=== Work instruction ===
Please set down the records exactly, keeping every line.

=== Data extracts ===
┄┄┄┄┄┄┄┄┄┄

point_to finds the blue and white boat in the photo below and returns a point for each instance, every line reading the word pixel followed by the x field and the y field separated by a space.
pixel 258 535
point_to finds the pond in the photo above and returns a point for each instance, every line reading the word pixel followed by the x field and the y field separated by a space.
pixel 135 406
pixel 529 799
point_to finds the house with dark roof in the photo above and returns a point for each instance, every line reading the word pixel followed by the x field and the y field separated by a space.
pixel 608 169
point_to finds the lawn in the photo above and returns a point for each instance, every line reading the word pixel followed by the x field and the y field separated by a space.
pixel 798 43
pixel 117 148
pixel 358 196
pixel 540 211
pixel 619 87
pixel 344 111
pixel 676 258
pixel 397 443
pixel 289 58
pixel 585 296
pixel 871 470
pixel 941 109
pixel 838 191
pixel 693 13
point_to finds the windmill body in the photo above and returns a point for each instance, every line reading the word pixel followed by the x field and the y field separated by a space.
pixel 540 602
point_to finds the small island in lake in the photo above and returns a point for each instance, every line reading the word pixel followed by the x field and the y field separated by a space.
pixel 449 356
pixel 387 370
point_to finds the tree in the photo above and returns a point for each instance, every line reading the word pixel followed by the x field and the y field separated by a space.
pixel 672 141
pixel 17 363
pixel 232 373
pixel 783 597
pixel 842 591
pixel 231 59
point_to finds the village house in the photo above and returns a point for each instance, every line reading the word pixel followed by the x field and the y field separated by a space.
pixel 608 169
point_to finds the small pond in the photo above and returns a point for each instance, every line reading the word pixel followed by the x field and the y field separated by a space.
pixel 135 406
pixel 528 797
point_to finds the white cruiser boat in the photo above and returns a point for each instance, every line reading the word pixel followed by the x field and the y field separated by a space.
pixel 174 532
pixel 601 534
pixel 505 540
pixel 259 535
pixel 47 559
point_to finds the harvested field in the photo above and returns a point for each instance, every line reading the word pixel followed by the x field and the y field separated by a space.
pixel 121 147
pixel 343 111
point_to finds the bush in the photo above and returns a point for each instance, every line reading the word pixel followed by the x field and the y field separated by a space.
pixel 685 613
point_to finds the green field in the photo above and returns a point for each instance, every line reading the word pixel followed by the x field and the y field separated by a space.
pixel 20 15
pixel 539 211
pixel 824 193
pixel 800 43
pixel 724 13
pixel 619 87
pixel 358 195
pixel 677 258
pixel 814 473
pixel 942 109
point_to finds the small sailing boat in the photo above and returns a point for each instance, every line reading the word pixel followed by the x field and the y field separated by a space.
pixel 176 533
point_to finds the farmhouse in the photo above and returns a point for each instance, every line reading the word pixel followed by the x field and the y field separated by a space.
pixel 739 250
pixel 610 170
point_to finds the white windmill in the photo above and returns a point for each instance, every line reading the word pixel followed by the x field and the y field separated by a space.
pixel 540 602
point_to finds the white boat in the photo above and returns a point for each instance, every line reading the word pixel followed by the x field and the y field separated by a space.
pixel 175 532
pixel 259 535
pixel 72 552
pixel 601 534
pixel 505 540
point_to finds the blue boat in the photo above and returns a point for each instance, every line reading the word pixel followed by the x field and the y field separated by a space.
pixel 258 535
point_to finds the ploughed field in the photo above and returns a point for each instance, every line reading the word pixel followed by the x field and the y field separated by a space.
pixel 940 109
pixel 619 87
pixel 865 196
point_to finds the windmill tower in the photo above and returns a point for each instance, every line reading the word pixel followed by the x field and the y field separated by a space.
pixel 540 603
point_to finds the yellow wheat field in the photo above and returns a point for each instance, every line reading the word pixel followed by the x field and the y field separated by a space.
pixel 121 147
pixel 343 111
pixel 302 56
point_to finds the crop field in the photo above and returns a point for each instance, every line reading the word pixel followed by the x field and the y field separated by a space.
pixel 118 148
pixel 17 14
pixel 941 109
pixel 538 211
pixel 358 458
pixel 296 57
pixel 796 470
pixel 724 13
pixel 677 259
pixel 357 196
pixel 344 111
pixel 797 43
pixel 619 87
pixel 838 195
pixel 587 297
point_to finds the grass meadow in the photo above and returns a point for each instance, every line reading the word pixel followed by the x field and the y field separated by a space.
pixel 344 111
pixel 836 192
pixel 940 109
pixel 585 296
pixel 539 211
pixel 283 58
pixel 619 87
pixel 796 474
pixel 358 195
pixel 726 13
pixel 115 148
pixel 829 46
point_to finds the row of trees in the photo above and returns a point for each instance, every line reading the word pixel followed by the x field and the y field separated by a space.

┄┄┄┄┄┄┄┄┄┄

=== Task output ===
point_to finds the blue and white boat in the photo below and returns a point for each instance, every line reading the word pixel followed by the x field and the y field separated by a space.
pixel 258 535
point_to finds the pond in the photo above and returns a point for each instance, every line reading the word pixel followed by the x field and the y field separated by a space.
pixel 135 406
pixel 529 799
point_to finds the house with dark roof in the photo above and returns a point for each instance, every line reading the word pixel followed by the x field and the y field separated by a space.
pixel 608 169
point_to finds the lawn in the photo above and returns a point for each instance, every line reading the word pixel followed by the x field and the y field separated by a space.
pixel 798 43
pixel 117 148
pixel 358 196
pixel 540 211
pixel 619 87
pixel 344 111
pixel 676 258
pixel 397 443
pixel 289 58
pixel 585 296
pixel 871 470
pixel 941 109
pixel 838 191
pixel 693 13
point_to finds the windmill body in the photo above and returns a point for each instance, every line reading the word pixel followed by the x field and the y field separated by a space.
pixel 540 602
point_to finds the small island in lake in the photo above and returns a point for each instance, every line reading the word pixel followed by the x field and the y field separated by a space.
pixel 449 356
pixel 387 370
point_to finds the tree in the photo above and returns a point for each instance, every line reading the word pixel followed by the x field and the y field separated by a space.
pixel 672 141
pixel 17 363
pixel 232 373
pixel 783 597
pixel 842 591
pixel 231 59
point_to finds the village house in the photo above and returns a point for each instance, every line reading the word pixel followed by the x field and the y field separated by a space.
pixel 608 169
point_to finds the small pond in the photo above and returns a point for each instance, every line reading the word pixel followed by the x field and the y field separated by a space.
pixel 135 406
pixel 528 797
point_to finds the white cruiser boat in the photo above and returns a point for each instance, every line reading the word pixel followed by the x field and the y field separated by a space.
pixel 174 532
pixel 601 534
pixel 505 540
pixel 259 535
pixel 47 559
point_to finds the harvested field in the photo above and returns a point for each instance, every line reading the word pixel followed by the x field and the y field separated by a space.
pixel 121 147
pixel 343 111
point_to finds the bush in the photo above and returns a point for each instance, every line reading the word pixel followed by the x field and the y field separated by a space.
pixel 685 613
point_to finds the green field in the photo above and returns a point for each instance, every line reading the word pixel followed by the x field and the y field separated by a space.
pixel 20 15
pixel 539 211
pixel 824 193
pixel 800 43
pixel 724 13
pixel 619 87
pixel 358 195
pixel 677 258
pixel 814 473
pixel 942 109
point_to finds the small sailing boat in the photo above and returns a point for each instance, every line reading the word pixel followed by the x field and the y field separated by a space.
pixel 176 533
point_to finds the farmhouse in the photo above and returns a point for each instance, every line reading the word pixel followed by the x field and the y field separated by a space.
pixel 739 250
pixel 610 170
point_to finds the white windmill in the photo above and returns a point for each instance, every line reading the word pixel followed by the x field and the y field separated by a space.
pixel 540 602
point_to finds the white boat in the photo above and returns a point for each instance, every line reading the word pixel followed by the x field and the y field separated by a space.
pixel 175 532
pixel 259 535
pixel 72 552
pixel 601 534
pixel 505 540
point_to finds the blue boat in the photo above and returns a point for each instance, every line reading the word pixel followed by the x field and the y field separated by a space.
pixel 258 535
point_to finds the ploughed field in the photo above and returns a point for each instance, every line reading the word pixel followed by the x field and the y field separated by a space.
pixel 940 109
pixel 619 87
pixel 865 196
point_to finds the windmill tower in the photo above and returns a point for each instance, every line reading the word pixel followed by the x field and the y field separated by a space.
pixel 540 603
point_to finds the yellow wheat field in the photo above and returns a point for each instance, every line reading the word pixel followed by the x field and the y field separated by a space.
pixel 121 147
pixel 343 111
pixel 302 56
point_to finds the crop field in the photo above and returns a point for each instance, every line reading the word pixel followed by the x field and the y field separated by a space.
pixel 118 148
pixel 17 14
pixel 941 109
pixel 538 211
pixel 358 458
pixel 296 57
pixel 796 470
pixel 724 13
pixel 677 259
pixel 357 196
pixel 344 111
pixel 797 43
pixel 619 87
pixel 838 195
pixel 587 297
point_to finds the grass meadow in the photo above and returns a point for each instance, every line reading the word pixel followed by the x field and the y field separated by a space.
pixel 344 111
pixel 836 192
pixel 940 109
pixel 585 296
pixel 539 211
pixel 283 58
pixel 619 87
pixel 796 474
pixel 358 195
pixel 726 13
pixel 115 148
pixel 829 46
point_to finds the row of trees in the photo above and returns a point for each instance, every line reading the word pixel followed by the x field and the y field separated by a space.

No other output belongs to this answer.